TASK INPUTS Block Start
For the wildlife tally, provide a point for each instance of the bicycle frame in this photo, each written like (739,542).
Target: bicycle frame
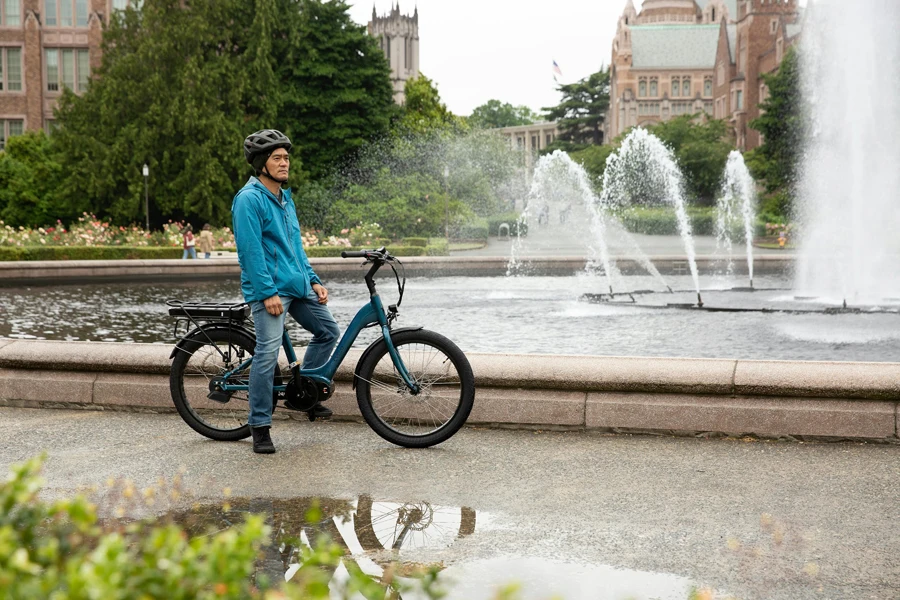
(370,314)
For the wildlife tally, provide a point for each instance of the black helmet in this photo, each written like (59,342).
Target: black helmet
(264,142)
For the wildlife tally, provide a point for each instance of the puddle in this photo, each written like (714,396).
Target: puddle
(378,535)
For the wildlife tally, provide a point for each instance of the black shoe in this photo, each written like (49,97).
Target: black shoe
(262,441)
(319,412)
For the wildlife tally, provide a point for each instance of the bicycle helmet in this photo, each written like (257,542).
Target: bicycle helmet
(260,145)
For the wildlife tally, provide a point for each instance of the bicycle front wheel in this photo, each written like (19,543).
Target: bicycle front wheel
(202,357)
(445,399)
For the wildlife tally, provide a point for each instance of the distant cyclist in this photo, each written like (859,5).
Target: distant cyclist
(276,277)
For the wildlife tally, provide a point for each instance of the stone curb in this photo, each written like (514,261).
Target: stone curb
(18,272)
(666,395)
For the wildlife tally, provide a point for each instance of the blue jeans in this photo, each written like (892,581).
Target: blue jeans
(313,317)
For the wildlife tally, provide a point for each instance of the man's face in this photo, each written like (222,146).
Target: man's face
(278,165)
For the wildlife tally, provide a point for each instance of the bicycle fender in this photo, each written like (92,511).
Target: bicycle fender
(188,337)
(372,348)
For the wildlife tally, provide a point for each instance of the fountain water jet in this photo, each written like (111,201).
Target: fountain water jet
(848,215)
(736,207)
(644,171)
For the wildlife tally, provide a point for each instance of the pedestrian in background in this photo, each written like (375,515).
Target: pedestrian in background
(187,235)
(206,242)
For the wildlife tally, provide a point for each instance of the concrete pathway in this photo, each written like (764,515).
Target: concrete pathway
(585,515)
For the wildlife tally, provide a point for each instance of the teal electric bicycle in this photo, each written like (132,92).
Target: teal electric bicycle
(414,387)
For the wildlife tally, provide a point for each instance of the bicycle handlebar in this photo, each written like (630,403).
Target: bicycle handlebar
TASK INPUTS Block End
YOUR INSTRUCTIONS
Work out how many lines of the material include the word "handlebar", then answer with that number alone.

RESPONSE TO THIS EXERCISE
2